--- About this task ---
Starting with the line that contains "bark in this photo." and ending with the final line of the data below, print those lines exactly and nothing else.

--- Recorded information ---
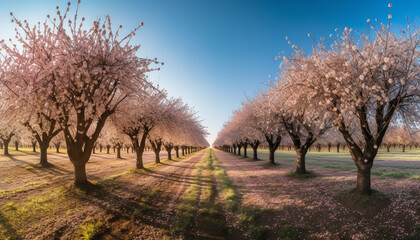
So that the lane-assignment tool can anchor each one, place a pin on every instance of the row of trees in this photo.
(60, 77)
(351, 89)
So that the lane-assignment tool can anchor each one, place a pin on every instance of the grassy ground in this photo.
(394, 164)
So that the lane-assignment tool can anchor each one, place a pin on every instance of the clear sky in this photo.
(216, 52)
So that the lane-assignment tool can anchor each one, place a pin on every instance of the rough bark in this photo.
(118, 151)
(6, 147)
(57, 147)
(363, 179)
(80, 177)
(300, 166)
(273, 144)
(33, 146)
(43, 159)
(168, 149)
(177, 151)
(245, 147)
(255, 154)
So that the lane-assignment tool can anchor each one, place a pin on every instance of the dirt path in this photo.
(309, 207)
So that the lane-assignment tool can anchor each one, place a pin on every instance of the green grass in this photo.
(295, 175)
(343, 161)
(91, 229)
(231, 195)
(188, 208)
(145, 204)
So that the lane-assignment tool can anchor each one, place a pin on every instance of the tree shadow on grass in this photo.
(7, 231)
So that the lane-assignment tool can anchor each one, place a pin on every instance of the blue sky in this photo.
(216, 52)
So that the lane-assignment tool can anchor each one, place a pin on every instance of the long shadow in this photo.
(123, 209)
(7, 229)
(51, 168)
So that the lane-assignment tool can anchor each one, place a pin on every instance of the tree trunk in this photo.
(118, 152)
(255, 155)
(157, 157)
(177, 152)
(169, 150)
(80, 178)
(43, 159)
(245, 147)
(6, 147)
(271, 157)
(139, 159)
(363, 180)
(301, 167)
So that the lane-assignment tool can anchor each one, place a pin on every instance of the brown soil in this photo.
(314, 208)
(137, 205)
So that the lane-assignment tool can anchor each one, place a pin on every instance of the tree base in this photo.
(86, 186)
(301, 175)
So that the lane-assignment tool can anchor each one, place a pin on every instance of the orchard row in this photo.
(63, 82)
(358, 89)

--- Result of this task ---
So that the lane-assignment tool can anchor each one, place a pin on every instance of the rough bark in this photo.
(118, 151)
(6, 147)
(57, 147)
(363, 179)
(80, 177)
(300, 166)
(273, 144)
(33, 146)
(43, 159)
(168, 149)
(177, 151)
(245, 147)
(255, 154)
So that the lane-assignment tool can anchor each one, place a pin on every instance of the dirt path in this photo.
(309, 207)
So that the lane-assignment tool can anchor each one, place a pin on every instance of the green grass in this photo.
(295, 175)
(343, 161)
(91, 229)
(231, 195)
(188, 208)
(145, 204)
So that the lane-assignment tool can anchor each one, place a pin on every instance of the tree shadow on grass in this photo.
(7, 231)
So that the lane-assignment tool can anchor each one, place a pin on every instance of the blue sky in this photo.
(216, 52)
So that the lane-assignment tool can anchor each one, place a pin on every instance of the long shadow in this photo.
(123, 209)
(7, 229)
(51, 168)
So that the lane-assignment tool can anchor each one, place a pin on every instance of the tree trunk in this photo.
(118, 152)
(255, 155)
(157, 157)
(177, 152)
(169, 150)
(80, 178)
(43, 159)
(245, 147)
(6, 147)
(271, 157)
(139, 159)
(363, 180)
(301, 167)
So that the lane-assignment tool can anchor each one, place a pin on every instance of the brown soil in this photo.
(314, 208)
(137, 205)
So that the lane-assignment tool can anchor each one, place a pin on every instance of the tree base in this photo.
(86, 186)
(301, 175)
So that the lane-assignment tool can anchor each one, place a pin on every instance of the orchard row in this photo.
(63, 82)
(358, 89)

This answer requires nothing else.